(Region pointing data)
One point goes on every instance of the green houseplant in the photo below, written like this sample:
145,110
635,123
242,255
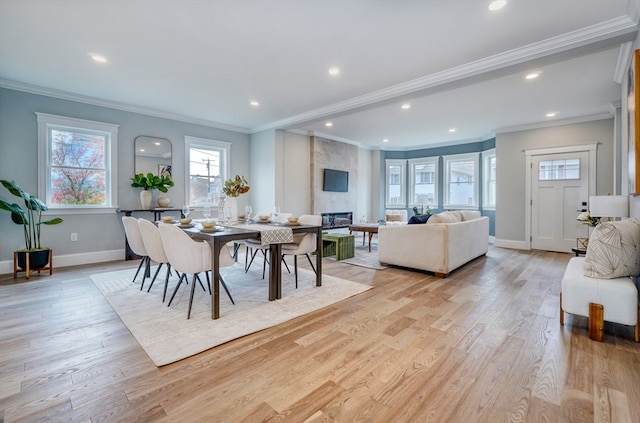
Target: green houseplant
149,182
30,217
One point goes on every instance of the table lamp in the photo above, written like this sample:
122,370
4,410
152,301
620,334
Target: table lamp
609,206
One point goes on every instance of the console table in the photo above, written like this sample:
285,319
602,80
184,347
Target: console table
157,215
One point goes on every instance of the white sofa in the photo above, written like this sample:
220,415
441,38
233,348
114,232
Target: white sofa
447,241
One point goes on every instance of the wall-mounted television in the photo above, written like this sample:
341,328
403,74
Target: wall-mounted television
336,180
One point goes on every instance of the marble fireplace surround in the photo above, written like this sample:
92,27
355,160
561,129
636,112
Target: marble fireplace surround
330,154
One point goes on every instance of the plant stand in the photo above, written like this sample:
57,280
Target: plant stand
28,271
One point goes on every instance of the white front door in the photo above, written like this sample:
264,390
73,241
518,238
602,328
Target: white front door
559,192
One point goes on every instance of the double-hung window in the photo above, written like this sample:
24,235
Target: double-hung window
489,179
395,182
207,169
461,180
423,177
77,163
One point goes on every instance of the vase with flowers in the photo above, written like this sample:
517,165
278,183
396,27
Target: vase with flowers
232,188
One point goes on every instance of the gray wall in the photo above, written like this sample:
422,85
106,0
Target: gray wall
102,232
510,178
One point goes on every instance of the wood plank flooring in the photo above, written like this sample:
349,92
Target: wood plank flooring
483,345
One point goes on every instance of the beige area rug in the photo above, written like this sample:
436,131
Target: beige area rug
167,336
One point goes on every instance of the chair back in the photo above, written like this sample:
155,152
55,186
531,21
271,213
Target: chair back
152,241
134,238
185,254
307,243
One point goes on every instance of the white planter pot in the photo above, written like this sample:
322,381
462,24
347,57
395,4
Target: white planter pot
145,199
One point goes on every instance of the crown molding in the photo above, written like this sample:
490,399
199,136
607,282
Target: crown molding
559,122
94,101
609,30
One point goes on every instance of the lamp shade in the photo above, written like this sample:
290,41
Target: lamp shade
609,206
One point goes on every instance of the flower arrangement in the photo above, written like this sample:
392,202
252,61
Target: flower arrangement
235,186
586,218
151,181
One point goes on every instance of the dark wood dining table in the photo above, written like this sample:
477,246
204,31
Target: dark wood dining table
234,233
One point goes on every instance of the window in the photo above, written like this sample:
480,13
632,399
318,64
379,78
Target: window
489,179
395,177
461,181
77,162
424,182
557,170
207,169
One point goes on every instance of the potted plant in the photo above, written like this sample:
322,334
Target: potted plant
147,183
30,217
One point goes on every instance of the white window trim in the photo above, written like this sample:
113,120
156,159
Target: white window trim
459,157
486,156
190,142
412,179
44,158
403,177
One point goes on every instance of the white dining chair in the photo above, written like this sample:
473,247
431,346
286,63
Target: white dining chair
303,244
153,244
189,256
134,238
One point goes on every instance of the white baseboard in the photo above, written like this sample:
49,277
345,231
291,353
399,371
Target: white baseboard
506,243
73,259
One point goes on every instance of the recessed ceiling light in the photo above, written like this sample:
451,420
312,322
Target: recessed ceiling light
98,58
497,5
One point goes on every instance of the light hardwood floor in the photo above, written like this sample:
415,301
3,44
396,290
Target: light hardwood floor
483,345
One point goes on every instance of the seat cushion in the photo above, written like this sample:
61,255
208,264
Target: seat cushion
614,250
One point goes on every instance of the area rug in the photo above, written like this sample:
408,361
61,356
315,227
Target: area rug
167,336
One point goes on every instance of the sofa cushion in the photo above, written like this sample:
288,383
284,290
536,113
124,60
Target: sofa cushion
614,250
469,214
445,217
422,218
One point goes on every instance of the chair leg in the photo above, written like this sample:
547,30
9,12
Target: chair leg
311,263
224,285
142,261
200,282
166,282
154,277
176,288
193,288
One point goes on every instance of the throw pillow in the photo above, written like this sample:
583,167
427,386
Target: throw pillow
419,219
614,250
445,217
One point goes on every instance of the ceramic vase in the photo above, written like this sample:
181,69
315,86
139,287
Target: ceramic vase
145,199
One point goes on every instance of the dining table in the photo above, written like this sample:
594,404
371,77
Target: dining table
235,231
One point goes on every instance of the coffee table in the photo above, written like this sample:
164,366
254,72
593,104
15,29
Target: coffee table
365,228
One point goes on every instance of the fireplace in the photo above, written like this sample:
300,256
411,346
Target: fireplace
336,220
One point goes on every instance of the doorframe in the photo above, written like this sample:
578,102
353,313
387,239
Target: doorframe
591,149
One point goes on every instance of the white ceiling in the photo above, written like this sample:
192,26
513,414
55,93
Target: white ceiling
457,64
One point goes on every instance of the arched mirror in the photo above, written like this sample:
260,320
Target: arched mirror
153,155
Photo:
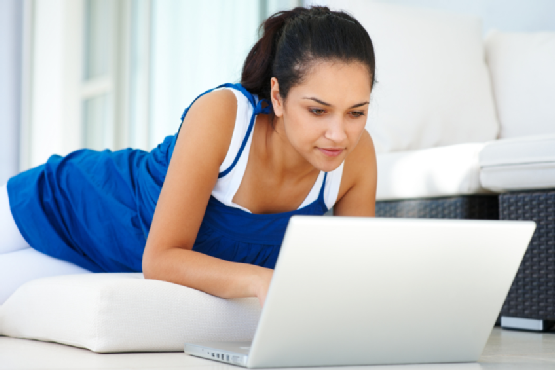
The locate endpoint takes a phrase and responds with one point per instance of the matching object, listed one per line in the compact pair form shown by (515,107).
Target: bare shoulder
(360,164)
(211,119)
(357,192)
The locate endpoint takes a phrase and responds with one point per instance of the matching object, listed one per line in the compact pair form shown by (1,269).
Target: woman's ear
(277,102)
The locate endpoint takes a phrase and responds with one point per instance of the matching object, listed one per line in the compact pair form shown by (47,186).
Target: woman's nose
(336,131)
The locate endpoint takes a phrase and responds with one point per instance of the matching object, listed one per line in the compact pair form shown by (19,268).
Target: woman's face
(324,117)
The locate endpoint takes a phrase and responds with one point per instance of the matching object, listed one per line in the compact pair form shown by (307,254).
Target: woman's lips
(330,152)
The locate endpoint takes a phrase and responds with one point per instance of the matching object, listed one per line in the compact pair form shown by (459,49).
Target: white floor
(504,350)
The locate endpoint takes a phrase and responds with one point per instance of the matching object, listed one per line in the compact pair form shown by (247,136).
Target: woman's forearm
(209,274)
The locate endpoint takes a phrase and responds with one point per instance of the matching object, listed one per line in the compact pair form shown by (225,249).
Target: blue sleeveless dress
(95,208)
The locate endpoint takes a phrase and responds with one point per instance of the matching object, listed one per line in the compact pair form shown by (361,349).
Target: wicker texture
(476,207)
(532,294)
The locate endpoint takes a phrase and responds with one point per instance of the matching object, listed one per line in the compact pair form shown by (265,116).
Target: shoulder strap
(321,195)
(257,110)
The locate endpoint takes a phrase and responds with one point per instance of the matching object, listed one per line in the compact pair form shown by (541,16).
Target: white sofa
(464,125)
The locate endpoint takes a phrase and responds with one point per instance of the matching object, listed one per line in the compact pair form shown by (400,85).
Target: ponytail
(292,40)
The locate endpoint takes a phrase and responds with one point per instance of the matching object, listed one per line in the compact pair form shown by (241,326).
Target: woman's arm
(192,174)
(359,181)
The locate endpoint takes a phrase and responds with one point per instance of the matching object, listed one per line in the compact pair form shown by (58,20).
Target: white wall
(195,46)
(11,20)
(504,15)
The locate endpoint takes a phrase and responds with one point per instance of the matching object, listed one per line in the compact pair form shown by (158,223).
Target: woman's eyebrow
(329,105)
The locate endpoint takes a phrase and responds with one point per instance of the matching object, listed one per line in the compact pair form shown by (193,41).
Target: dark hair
(293,40)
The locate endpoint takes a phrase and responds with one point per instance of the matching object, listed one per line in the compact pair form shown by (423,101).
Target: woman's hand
(262,284)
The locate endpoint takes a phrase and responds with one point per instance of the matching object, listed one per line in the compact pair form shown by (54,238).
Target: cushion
(523,78)
(124,313)
(519,163)
(436,172)
(433,84)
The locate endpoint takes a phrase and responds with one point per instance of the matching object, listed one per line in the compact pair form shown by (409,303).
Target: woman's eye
(317,111)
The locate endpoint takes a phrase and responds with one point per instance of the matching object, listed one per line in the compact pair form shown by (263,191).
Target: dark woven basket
(474,207)
(532,294)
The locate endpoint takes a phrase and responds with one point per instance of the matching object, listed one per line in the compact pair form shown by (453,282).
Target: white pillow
(124,313)
(435,172)
(433,85)
(523,77)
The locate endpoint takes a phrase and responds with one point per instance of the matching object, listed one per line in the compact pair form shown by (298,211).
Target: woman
(288,140)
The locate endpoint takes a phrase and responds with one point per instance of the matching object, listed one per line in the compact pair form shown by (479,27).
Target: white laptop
(368,291)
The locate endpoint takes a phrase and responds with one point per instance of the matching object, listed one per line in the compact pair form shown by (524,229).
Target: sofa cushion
(521,67)
(124,313)
(436,172)
(519,163)
(433,84)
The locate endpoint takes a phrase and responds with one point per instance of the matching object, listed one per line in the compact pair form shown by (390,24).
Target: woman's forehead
(335,82)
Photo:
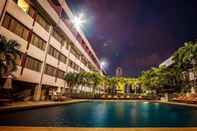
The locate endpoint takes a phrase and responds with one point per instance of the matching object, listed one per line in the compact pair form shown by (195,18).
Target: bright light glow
(104,63)
(78,21)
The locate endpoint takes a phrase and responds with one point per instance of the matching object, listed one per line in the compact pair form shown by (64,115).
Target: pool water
(105,114)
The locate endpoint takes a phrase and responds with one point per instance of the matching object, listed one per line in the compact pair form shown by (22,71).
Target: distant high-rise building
(119,72)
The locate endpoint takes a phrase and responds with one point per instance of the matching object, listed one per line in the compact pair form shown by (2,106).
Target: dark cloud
(137,34)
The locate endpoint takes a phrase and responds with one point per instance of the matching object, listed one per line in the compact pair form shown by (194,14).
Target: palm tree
(8,55)
(184,56)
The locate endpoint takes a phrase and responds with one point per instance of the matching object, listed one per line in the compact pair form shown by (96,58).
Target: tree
(184,56)
(8,55)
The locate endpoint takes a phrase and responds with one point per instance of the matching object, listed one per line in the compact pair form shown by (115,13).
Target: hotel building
(50,45)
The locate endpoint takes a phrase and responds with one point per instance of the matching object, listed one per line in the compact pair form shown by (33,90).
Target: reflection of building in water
(119,72)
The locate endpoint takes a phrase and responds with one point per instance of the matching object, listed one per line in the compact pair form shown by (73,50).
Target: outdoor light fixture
(104,63)
(78,21)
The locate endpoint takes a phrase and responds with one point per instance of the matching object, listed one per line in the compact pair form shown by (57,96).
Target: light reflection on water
(105,114)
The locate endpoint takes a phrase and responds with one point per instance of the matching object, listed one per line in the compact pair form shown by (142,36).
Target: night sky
(137,34)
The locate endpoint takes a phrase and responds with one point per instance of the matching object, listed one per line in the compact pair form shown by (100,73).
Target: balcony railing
(57,7)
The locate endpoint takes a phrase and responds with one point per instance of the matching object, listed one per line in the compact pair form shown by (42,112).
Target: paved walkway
(33,104)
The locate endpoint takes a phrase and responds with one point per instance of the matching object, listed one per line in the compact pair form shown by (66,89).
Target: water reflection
(105,114)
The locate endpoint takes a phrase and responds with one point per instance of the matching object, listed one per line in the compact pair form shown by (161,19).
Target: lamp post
(193,62)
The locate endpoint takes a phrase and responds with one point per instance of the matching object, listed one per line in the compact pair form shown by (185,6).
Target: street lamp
(193,62)
(78,21)
(104,64)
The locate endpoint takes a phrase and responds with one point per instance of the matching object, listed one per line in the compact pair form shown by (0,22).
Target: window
(31,11)
(23,5)
(42,22)
(38,42)
(63,58)
(33,64)
(73,65)
(58,37)
(50,70)
(54,52)
(14,26)
(60,74)
(26,7)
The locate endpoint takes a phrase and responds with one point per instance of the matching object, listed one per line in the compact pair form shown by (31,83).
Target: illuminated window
(23,5)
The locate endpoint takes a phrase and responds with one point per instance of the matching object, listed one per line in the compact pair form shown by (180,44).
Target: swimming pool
(105,114)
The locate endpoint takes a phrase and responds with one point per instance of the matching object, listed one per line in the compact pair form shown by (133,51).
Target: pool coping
(48,104)
(16,128)
(33,105)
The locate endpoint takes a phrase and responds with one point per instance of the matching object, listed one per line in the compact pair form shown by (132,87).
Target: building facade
(50,45)
(119,72)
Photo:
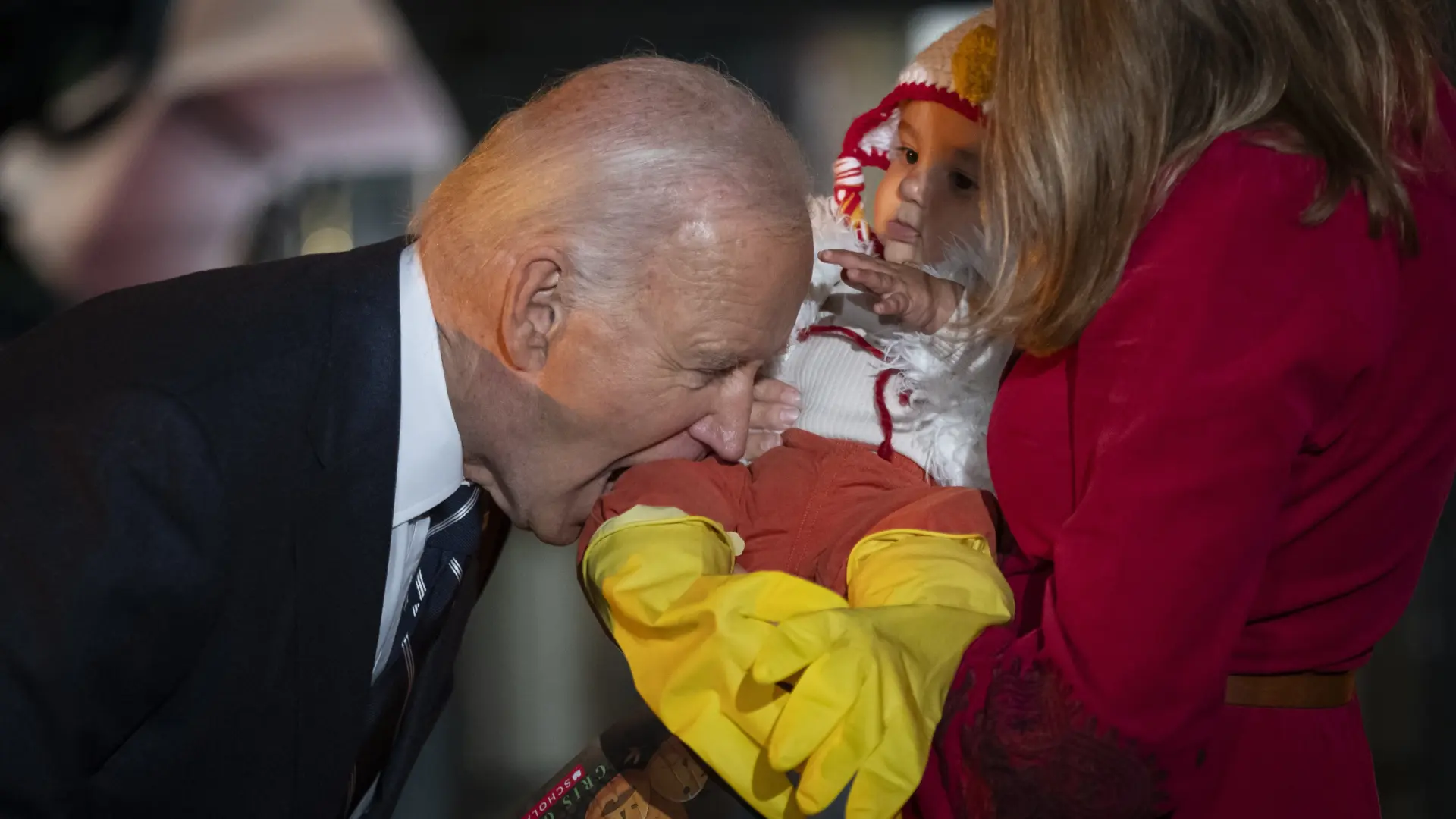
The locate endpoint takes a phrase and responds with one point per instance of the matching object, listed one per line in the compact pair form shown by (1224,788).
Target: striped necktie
(455,534)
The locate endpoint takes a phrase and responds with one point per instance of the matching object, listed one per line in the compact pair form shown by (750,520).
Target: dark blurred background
(146,139)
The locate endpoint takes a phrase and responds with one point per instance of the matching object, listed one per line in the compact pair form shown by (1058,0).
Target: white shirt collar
(430,463)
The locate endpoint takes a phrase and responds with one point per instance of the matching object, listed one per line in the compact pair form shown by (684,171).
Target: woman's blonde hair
(1103,104)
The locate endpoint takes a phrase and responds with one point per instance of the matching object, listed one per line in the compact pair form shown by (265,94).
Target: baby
(878,493)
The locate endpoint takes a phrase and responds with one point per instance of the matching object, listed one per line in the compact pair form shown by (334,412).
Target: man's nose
(726,430)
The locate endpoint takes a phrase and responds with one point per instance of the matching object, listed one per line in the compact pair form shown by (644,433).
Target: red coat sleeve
(1219,360)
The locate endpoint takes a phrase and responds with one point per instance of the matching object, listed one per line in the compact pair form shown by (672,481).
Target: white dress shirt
(430,464)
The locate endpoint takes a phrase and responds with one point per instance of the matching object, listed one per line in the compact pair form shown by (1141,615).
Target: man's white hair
(622,164)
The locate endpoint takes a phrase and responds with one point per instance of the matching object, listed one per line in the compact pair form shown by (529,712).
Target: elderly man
(242,510)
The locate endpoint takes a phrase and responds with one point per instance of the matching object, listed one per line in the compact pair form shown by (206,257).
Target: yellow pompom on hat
(957,71)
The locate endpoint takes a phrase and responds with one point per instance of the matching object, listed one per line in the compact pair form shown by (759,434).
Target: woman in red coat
(1229,232)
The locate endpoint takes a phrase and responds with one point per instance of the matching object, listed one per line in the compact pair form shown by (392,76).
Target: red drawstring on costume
(881,381)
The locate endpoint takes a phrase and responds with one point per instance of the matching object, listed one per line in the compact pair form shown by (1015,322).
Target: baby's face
(930,194)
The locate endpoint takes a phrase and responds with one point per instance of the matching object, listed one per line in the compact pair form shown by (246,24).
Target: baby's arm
(919,300)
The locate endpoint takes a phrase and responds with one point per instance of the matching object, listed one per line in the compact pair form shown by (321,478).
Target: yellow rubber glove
(661,583)
(877,675)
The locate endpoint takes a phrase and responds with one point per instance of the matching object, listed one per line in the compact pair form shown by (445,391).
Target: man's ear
(533,309)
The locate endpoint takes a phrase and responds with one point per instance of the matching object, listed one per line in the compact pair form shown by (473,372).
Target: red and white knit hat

■ Task ■
Return only the part above that opens with the line containing "Target: white laptop" and closes with the line containing "shown by (115,13).", exactly and with both ends, skipping the pictures.

■ Your response ■
Target: white laptop
(368,291)
The locate endpoint takes a phrase and responds with one point per instance of the matching object, listed one per line in the compact pair form shown by (524,229).
Target: sofa cushion
(521,67)
(124,313)
(436,172)
(519,163)
(433,84)
The locate endpoint takes a phrase and responds with one point per instance of the matching object, listed one per line in the compact pair form shown by (390,24).
Target: woman's forehead
(335,82)
Photo:
The locate endpoint takes a phrase and responds with one point per instance of the matching object, listed one per line in the compact pair form shown by (195,18).
Target: bright light glow
(104,63)
(78,21)
The locate endpoint takes a phrase and responds with one point per instance of the matching object, listed one per line in the compact pair form shown by (64,115).
Target: pool water
(105,114)
The locate endpoint takes a phrase and responds with one point per instance of the matching object, listed one per line in the compact pair form shown by (22,71).
Target: distant high-rise building
(119,72)
The locate endpoint takes a phrase and responds with one point per instance of the matching object, listed one per line in the compact pair form shown by (2,106).
Target: dark cloud
(137,34)
The locate endpoint takes a phrase and responds with one point per instance of the matching object, listed one per line in the compact pair form shown by (194,14).
Target: palm tree
(8,55)
(184,56)
The locate endpoint takes a phrase and responds with one point per instance of the matching object, listed one per line in the compact pair form shown by (96,58).
Target: tree
(184,56)
(8,55)
The locate endpoint takes a phrase and responds with one point per instance of the matching object, listed one per line in the compact pair form shown by (115,13).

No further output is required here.